- Text excerpt
Discord: (from o.s., quietly) Oh, but you are, Fluttershy. (Cut to frame both.) You’re the pony who taught me that friendship is magic. I had magic and friendship, and now… (covering eyes) …I don’t have either. (Back to Twilight.)
Tirek: (from o.s.) ENOUGH!
(His front hooves slam to the ground to get her attention; cut to him.)
Tirek: I want an answer, and I want it now!
(Turning her eyes away from the power-crazed centaur, Twilight fixes them on her friends. Cut to her perspective of them, panning slowly from one mare to the next; as the camera passes each bubble, it gleams briefly with the coat color of the pony held within. In close-up, Twilight’s eyes give off the same rainbow shimmer that has already caught up each of those others—and then she gets it. The sudden drop of her head, however, suggests that she would rather see the library destroyed all over again than follow the course she has just figured out.)
Twilight: I will give you my magic—in exchange for my friends.
(Cut to a slow pan across the bubbled hostages, who all gasp in shock—again, except for Discord, who stares mutely.)
Tirek: (smirking) As you wish.
(A finger snap sends six of the seven bubbles plunging to earth, where they pop to liberate the Ponyville crew. Fluttershy looks around herself, then upward, and the camera tilts up to follow her eyes. Discord is still trapped, his head turned away so that he need not meet the gaze of any accuser or betrayer.)
[Animation goof: The mares’ eyes return to normal once they are freed.]
Twilight: All of my friends.
Tirek: (gesturing toward Discord) After the way he has betrayed you, you still call him a friend?
(Close-up of the down-in-the-mouth draconequus on the end of this, then back to Twilight.)
Twilight: Release him!
Tirek: If that’s what you want.
(Snap. Bubble drops and bursts. A contrite Discord winds up measuring his crooked height on the blasted earth.)
Discord: Thank you, Twilight. (to Fluttershy) I’m sorry.
Fluttershy: (tears in eyes) I know.
Tirek: (smiling nastily, addressing the o.s. Twilight) Your turn.

- Written tasks
[1] In the scene transcript about Twilight and Tirek, what does Twilight offer Tirek in exchange for her friends?
[2] Write the next part of the scene transcript about Twilight and Tirek, starting after its final line.

- Extracted information
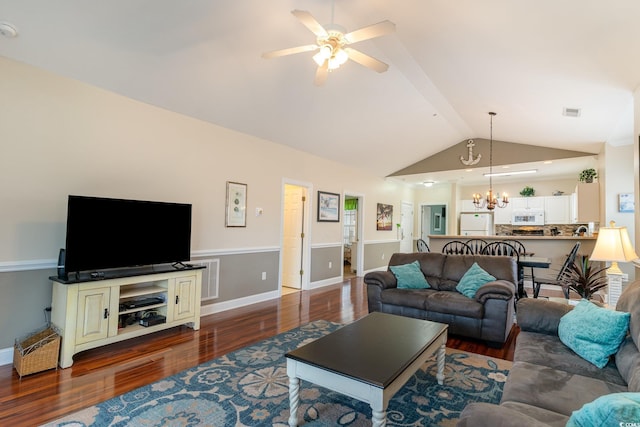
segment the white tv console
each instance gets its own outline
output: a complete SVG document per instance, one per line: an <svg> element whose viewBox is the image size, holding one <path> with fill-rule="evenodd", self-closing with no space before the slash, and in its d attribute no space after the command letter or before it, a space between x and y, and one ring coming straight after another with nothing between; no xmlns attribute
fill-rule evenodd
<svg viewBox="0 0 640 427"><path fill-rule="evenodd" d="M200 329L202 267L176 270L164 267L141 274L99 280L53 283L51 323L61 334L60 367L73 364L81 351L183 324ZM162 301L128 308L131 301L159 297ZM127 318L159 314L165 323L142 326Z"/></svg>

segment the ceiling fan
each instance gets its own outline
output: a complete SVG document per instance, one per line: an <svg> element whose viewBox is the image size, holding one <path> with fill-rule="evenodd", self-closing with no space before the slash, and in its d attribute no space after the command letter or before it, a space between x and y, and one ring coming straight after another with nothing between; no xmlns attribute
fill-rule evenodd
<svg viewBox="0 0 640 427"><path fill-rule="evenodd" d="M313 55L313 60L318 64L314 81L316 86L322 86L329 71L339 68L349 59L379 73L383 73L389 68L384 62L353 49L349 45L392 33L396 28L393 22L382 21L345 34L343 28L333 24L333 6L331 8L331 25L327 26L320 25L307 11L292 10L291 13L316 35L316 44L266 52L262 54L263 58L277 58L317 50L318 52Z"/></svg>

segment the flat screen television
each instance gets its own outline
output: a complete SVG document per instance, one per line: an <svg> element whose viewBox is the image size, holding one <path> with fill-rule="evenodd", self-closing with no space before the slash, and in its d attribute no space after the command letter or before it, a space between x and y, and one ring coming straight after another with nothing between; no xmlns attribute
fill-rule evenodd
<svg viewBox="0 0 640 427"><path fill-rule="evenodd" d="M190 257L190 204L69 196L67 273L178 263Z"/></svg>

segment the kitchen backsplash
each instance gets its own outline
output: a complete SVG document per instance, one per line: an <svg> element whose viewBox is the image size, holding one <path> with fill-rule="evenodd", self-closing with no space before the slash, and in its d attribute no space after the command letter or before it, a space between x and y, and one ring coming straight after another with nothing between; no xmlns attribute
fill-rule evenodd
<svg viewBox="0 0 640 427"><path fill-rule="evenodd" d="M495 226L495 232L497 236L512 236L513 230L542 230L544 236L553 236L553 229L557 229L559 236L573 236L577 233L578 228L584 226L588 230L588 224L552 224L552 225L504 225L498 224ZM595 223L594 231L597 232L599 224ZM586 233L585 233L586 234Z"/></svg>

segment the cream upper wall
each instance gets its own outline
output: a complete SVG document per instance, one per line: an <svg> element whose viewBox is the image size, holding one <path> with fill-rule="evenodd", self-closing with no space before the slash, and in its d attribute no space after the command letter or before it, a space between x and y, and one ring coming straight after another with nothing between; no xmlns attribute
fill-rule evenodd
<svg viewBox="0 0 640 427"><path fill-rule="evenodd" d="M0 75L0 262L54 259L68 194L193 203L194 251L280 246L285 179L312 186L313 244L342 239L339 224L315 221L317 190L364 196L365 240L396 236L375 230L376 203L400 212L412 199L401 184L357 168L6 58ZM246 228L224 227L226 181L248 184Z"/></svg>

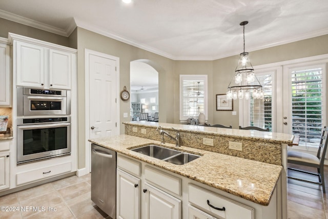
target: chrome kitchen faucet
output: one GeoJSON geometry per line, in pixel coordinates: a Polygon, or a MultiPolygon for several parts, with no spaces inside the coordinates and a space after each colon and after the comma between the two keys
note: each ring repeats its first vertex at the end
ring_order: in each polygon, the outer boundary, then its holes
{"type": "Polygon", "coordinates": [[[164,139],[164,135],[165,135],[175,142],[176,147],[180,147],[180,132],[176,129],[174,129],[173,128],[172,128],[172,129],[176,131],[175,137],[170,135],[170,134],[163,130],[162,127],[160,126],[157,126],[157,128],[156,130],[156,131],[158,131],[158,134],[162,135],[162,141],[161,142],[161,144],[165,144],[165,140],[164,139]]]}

--

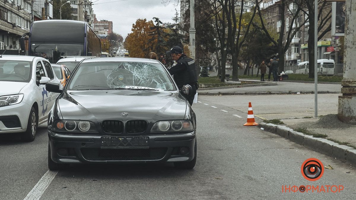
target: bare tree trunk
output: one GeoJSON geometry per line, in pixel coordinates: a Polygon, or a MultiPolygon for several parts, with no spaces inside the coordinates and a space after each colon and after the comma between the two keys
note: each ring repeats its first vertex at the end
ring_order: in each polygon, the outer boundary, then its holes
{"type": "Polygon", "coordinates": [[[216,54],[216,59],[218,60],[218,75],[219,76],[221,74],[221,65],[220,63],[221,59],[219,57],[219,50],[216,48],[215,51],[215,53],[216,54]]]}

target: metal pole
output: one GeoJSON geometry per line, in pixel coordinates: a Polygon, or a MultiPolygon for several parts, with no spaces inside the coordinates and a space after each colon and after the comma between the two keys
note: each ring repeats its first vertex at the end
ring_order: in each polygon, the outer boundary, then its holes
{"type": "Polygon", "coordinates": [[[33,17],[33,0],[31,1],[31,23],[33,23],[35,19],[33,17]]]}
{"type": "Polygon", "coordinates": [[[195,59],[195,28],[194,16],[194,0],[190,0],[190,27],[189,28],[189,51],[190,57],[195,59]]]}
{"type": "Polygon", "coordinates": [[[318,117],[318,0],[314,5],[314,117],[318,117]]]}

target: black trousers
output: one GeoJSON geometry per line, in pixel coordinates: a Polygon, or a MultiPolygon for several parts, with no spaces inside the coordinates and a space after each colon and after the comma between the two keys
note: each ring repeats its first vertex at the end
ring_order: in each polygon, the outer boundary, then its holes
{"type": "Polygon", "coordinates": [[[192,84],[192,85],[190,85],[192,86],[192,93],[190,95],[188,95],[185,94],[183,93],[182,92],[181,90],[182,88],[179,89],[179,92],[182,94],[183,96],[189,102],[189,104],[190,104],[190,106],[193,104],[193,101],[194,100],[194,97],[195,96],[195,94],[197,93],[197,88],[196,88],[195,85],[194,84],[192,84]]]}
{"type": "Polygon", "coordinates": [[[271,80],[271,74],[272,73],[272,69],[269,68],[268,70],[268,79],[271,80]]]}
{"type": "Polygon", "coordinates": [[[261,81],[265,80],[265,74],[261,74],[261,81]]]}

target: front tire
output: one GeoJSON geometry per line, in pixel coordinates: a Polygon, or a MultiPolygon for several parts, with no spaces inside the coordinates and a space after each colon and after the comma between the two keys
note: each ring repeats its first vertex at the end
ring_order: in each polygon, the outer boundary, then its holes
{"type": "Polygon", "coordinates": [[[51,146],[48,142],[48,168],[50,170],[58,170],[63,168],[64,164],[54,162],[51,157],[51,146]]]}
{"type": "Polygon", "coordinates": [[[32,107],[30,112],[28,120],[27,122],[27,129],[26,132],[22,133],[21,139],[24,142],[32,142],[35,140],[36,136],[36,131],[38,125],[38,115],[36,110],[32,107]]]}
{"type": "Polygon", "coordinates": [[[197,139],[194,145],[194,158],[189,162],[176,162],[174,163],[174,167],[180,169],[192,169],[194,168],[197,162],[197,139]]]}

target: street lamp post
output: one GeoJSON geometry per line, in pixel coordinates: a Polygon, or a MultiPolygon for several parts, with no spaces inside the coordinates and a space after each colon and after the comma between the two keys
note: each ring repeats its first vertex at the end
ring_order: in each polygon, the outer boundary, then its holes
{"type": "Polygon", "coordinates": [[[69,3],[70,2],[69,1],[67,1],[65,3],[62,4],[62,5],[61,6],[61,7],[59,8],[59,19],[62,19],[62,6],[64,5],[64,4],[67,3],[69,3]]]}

- Exercise responses
[1] She offers him her magic.

[2]
(Here comes his spell again; she cries out in agony and is nearly dragged off her hooves as he greedily sucks down the beam of magic pouring from her horn. Once he has taken it all, she topples over sideways, her cutie mark gone the way of all others, and opens two purple eyes whose vibrant color has given way to the same washed-out appearance as all the other ponies who have been wrung dry. The addition of this new power sets Tirek onto one last growth spurt, accompanied by growls that turn into mountain-shaking roars as the juice crackles all over his body.)
Tirek: YES!!
(As he grows and grows and roars and roars, Twilight struggles dazedly to her hooves and the rest of the Ponyville bunch hurries over to her.)
[Animation goof: Their eyes switch between faded and normal during the approach.]
Spike: Twilight— (She drops onto her haunches.) —what were you thinking?
(On the start of the next line, zoom out slightly to put Discord partly in view in the foreground, then cut to him.)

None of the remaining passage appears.